DOCUMENT SECTION:
Answer
$\iint_S (f \nabla g-g \nabla f) \cdot n ds=\iiint_E (f \nabla^2g-g \nabla^2f) dV$
Work Step by Step
We know that $D_nf=(\nabla f) \cdot n$
$\iint_S (f \nabla g) dS=\iiint_E div (f \nabla g) dV=\iint_E \nabla (F \nabla g) dV$
But $F=\nabla g$
Now, we have $\iint_S (f \nabla g) dS=\iiint_E div (f \nabla g) dV=\iint_E \nabla (F \nabla g) dV=\iiint_E f(\nabla \cdot ( \nabla g) +\nabla f \cdot (\nabla g) dV$
$=\iiint_E (f \nabla^2g+\nabla f \cdot \nabla g)dV$
$=[\iiint_E (f \nabla^2g+\nabla f \cdot (\nabla g) )dV]-[\iiint_E g ( \nabla^2f)+\nabla g \cdot (\nabla f) )dV$
$=\iiint_E f \nabla^2g-g ( \nabla^2f) dV$
Thus, we have $\iint_S (f \nabla g-g \nabla f) \cdot n ds=\iiint_E (f \nabla^2g-g \nabla^2f) dV$ (Verified)

[Stored items from a collection]

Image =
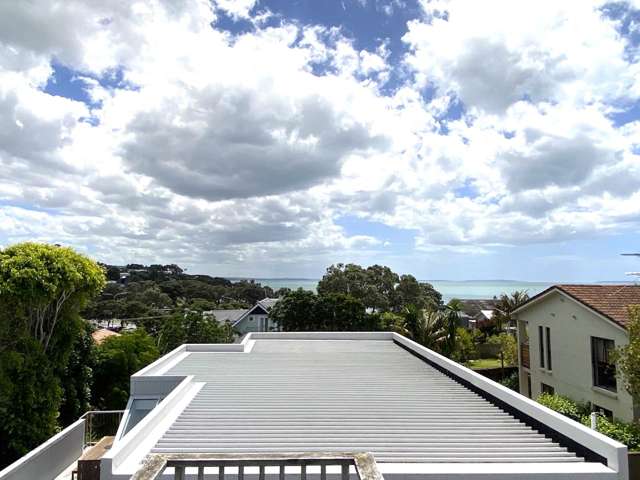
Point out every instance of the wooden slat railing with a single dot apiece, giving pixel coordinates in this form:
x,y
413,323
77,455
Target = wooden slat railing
x,y
154,465
524,355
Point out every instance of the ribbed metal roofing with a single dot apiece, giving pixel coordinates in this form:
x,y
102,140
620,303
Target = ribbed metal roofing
x,y
344,395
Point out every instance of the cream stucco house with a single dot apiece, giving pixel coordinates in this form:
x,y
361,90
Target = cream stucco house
x,y
566,334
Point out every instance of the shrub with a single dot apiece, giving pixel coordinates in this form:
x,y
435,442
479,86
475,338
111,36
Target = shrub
x,y
564,405
627,433
465,346
511,381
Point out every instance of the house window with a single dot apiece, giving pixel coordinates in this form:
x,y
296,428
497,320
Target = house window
x,y
604,371
541,344
548,344
601,410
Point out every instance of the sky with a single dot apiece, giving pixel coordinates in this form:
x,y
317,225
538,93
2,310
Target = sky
x,y
451,139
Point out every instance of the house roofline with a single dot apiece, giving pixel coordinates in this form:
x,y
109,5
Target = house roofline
x,y
560,290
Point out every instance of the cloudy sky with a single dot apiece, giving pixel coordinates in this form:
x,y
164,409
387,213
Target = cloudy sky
x,y
270,138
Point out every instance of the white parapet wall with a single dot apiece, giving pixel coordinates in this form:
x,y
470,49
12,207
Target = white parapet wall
x,y
615,453
51,458
178,391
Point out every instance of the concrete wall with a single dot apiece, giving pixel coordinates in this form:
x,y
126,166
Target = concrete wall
x,y
572,326
49,459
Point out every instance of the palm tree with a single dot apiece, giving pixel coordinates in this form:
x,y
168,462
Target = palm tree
x,y
502,314
452,311
429,328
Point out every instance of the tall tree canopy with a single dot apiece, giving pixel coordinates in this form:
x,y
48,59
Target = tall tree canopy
x,y
502,316
117,358
628,356
43,287
192,327
378,287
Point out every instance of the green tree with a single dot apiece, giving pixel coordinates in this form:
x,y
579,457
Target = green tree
x,y
378,287
77,378
192,327
42,290
349,279
392,322
29,398
293,310
503,312
451,314
465,348
507,349
429,328
117,358
409,291
338,312
627,357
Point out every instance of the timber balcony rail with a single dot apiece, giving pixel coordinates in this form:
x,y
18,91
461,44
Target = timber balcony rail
x,y
524,355
155,464
100,423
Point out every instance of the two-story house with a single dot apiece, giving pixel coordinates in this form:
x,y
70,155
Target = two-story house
x,y
254,319
566,336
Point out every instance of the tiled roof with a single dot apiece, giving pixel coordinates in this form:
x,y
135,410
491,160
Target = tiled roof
x,y
611,301
297,396
102,334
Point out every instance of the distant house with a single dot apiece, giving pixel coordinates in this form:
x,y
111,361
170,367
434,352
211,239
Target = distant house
x,y
476,312
566,335
102,334
254,319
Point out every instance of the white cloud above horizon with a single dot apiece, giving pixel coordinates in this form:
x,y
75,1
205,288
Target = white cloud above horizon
x,y
279,148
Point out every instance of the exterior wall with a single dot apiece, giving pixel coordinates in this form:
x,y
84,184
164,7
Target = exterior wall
x,y
251,323
51,458
572,326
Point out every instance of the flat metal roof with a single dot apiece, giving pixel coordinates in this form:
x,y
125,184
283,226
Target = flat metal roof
x,y
287,396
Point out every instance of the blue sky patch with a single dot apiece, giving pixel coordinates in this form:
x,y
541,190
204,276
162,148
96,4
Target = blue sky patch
x,y
397,237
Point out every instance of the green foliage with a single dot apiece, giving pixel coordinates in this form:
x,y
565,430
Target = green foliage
x,y
563,405
627,433
378,288
429,328
76,378
502,316
512,382
305,311
465,347
508,348
627,357
202,305
338,312
292,313
42,289
392,322
117,358
192,327
29,399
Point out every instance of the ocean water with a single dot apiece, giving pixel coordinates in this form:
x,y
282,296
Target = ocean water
x,y
449,289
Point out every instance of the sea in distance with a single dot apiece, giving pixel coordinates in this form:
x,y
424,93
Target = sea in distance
x,y
471,289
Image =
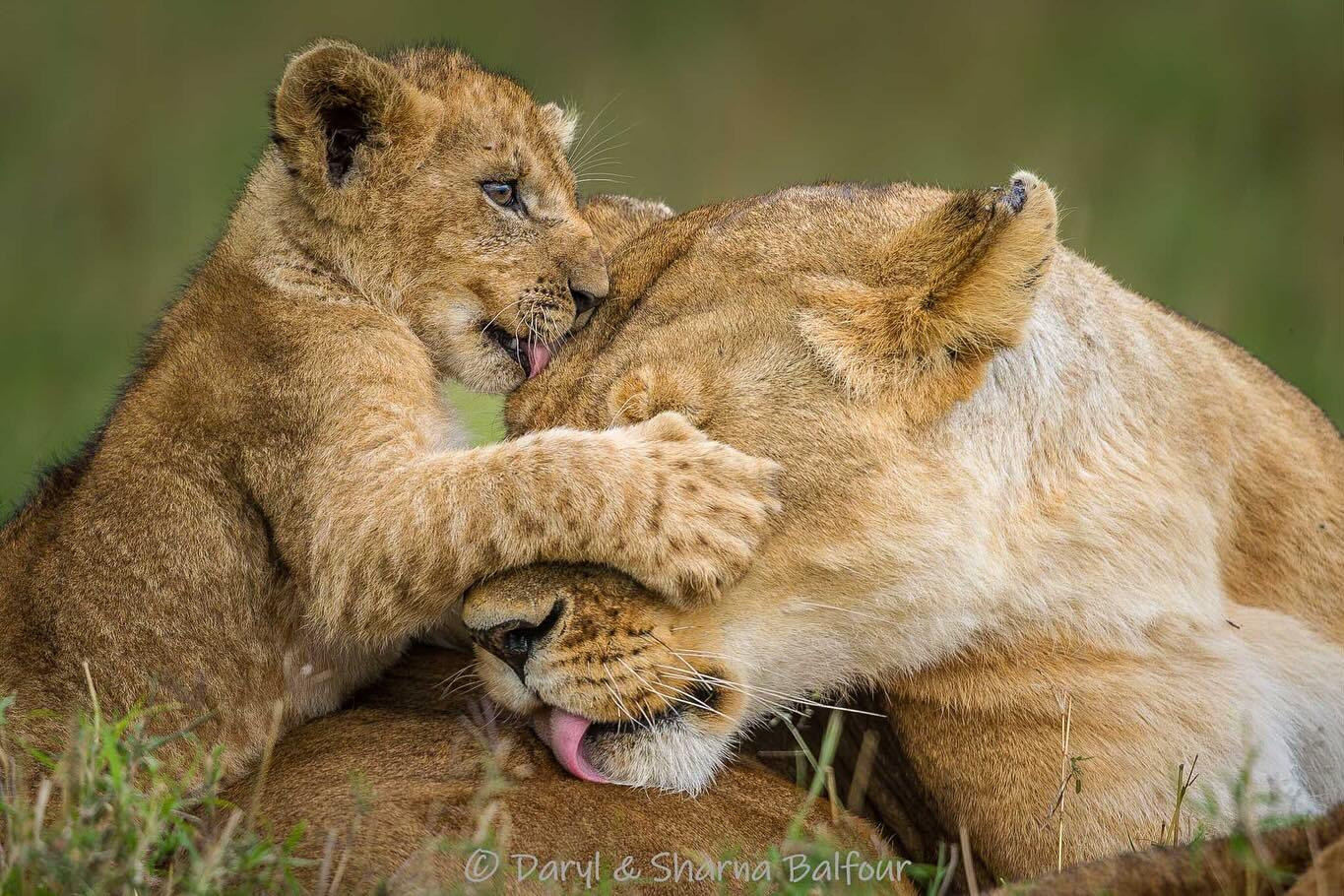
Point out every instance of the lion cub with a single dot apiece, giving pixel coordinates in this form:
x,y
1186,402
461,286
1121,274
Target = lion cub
x,y
280,501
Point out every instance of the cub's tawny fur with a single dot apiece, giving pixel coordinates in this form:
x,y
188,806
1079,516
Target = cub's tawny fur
x,y
1013,492
401,782
280,500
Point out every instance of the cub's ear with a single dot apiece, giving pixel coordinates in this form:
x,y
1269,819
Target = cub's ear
x,y
618,220
562,122
341,116
938,297
643,394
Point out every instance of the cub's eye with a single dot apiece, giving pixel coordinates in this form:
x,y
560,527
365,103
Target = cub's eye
x,y
501,192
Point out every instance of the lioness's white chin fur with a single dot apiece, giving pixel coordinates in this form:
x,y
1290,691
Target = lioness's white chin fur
x,y
672,756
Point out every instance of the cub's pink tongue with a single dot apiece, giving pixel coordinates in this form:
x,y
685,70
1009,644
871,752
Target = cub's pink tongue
x,y
538,356
563,734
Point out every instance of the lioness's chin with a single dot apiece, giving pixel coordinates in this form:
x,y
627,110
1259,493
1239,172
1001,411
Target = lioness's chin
x,y
672,755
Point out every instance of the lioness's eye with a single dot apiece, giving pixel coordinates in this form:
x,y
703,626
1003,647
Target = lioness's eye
x,y
503,194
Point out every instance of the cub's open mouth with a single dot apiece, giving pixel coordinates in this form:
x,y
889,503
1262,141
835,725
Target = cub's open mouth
x,y
563,734
531,354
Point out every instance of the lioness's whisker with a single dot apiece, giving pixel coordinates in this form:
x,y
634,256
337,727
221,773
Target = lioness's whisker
x,y
578,148
694,699
610,686
644,681
827,606
784,696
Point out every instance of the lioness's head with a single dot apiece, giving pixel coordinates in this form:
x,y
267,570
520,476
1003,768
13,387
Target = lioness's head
x,y
836,329
441,191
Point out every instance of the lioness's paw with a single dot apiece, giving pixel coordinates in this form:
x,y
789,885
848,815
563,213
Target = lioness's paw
x,y
709,509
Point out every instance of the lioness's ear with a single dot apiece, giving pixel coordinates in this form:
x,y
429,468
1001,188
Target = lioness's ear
x,y
562,122
938,297
641,395
338,109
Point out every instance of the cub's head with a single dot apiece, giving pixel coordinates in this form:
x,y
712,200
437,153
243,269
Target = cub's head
x,y
441,191
835,329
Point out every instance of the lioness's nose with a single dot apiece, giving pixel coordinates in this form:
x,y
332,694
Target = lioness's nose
x,y
515,640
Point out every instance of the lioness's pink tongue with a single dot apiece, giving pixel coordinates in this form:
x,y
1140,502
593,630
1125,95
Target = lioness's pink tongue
x,y
563,734
538,356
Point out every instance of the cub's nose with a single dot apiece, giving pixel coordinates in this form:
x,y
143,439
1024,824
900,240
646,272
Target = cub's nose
x,y
515,640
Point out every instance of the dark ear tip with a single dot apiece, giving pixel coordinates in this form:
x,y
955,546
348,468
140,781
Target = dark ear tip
x,y
1016,196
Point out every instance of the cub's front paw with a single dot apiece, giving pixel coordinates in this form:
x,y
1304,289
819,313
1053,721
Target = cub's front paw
x,y
709,509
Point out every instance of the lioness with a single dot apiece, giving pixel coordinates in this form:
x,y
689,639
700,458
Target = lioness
x,y
402,788
280,500
1019,498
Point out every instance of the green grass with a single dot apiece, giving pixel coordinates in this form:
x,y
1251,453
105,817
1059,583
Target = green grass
x,y
1197,148
107,817
110,815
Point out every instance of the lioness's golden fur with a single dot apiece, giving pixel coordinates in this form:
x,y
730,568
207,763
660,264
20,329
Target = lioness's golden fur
x,y
1013,493
280,500
400,785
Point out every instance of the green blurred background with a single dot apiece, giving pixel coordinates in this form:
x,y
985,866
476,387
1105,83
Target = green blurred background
x,y
1197,148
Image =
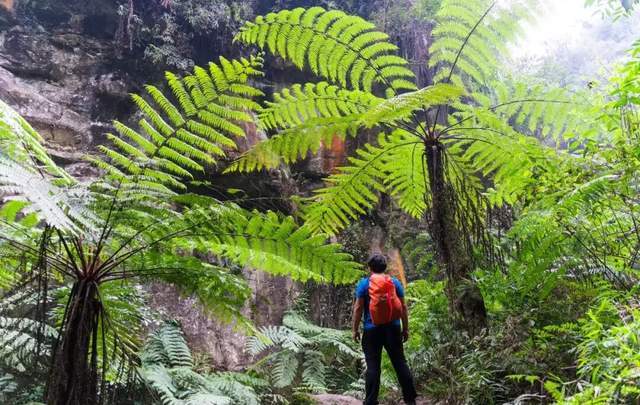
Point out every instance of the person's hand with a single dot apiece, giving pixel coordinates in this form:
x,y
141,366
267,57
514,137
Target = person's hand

AIM OF THE EXERCISE: In the worked solution above the entries, which plain-English words appear at the start of a line, right before a formula on that same line? List each one.

TASK RESULT:
- We know that
- But
- Now, we have
- Thus, we have